— Start of Text passage —

2

The typical use-case is when a regex needs to include user input. Characters with special meaning in regex (i.e. "the dirty dozen" in Perl) need to be escaped. Perl provides the "quotemeta" functionality to do this: simply encapsulate interpolating variables in \Q and \E. But Tcl provides no such functionality (and according to this page, even with ARE).

Is there a good (rigorous) implementation of quotemeta in Tcl out there?

Borodin
  • 126,100
  • 9
  • 70
  • 144
Andrew Cheong
  • 29,362
  • 15
  • 90
  • 145

2 Answers2

3

Perl's quotemeta function simply replaces every non-word character (i.e., characters other than the 26 lowercase letters, the 26 uppercase letters, the 10 digits, and underscore) with a backslash. This is overkill, since not all non-word characters are regexp metacharacters, but it's simple and safe, since escaping a non-word character that doesn't need escaping is harmless.

I believe this implementation is correct:

proc quotemeta {str} {
    regsub -all -- {[^a-zA-Z0-9_]} $str {\\&} str
    return $str
}

But thanks to glenn's comment, this one is better, at least for modern versions of Tcl (\W matches any non-word character starting some time after Tcl 8.0.5):

proc quotemeta {str} {
    regsub -all -- {\W} $str {\\&} str
    return $str
}

(I'm assuming that Tcl's regular expressions are similar enough to Perl's so that this will do the same job in Tcl that it does in Perl.)

— End of Text passage —

* _Objective 1_:
In the thread on quotemeta in Tcl, which two sequences does Perl use to enclose interpolating variables so their special characters get escaped?

— Start of Data for processing —

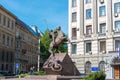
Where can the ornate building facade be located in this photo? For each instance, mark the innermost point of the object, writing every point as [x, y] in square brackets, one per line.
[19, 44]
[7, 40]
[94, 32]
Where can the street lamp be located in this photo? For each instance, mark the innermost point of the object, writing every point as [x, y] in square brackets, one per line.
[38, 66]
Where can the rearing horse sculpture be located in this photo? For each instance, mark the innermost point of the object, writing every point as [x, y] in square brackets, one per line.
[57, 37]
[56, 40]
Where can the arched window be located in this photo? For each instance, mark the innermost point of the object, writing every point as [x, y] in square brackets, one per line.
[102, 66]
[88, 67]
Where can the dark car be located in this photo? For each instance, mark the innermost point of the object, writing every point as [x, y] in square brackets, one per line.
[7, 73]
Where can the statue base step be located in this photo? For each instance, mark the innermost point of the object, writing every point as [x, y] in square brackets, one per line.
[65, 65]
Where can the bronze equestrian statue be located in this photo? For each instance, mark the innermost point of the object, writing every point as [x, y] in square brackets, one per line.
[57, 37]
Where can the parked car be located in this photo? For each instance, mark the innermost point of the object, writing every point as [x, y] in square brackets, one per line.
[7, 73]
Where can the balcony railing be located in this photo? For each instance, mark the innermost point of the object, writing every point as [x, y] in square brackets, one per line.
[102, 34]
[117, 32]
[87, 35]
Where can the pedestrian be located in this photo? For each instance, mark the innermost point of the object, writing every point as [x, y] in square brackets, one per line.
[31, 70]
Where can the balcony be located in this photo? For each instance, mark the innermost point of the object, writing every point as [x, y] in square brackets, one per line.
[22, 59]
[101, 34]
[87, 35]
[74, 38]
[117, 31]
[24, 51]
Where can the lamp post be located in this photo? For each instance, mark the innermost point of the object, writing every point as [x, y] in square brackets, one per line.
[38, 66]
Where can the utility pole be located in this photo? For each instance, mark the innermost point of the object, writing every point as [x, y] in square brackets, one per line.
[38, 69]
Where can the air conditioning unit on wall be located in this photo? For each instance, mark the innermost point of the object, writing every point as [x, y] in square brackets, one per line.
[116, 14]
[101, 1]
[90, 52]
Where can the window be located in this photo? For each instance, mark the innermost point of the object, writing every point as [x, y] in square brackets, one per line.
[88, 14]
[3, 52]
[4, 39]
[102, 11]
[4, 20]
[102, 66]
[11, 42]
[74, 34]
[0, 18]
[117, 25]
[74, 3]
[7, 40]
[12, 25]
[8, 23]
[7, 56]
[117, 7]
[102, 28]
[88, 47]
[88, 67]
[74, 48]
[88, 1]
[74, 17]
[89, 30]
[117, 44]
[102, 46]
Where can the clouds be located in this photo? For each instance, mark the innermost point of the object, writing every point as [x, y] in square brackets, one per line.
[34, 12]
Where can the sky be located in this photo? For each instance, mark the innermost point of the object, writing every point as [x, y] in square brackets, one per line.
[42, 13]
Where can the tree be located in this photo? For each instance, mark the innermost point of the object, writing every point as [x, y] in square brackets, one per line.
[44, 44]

— End of Data for processing —

* _Objective 2_:
Please rewrite the records starting with the line containing "Where can the clouds" and going on through the end of the records, swapping "photo" for "image" and leaving everything else the same.

* _Worked solution 1_:
\Q and \E

* _Worked solution 2_:
Where can the clouds be located in this image? For each instance, mark the innermost point of the object, writing every point as [x, y] in square brackets, one per line.
[34, 12]
Where can the sky be located in this image? For each instance, mark the innermost point of the object, writing every point as [x, y] in square brackets, one per line.
[42, 13]
Where can the tree be located in this image? For each instance, mark the innermost point of the object, writing every point as [x, y] in square brackets, one per line.
[44, 44]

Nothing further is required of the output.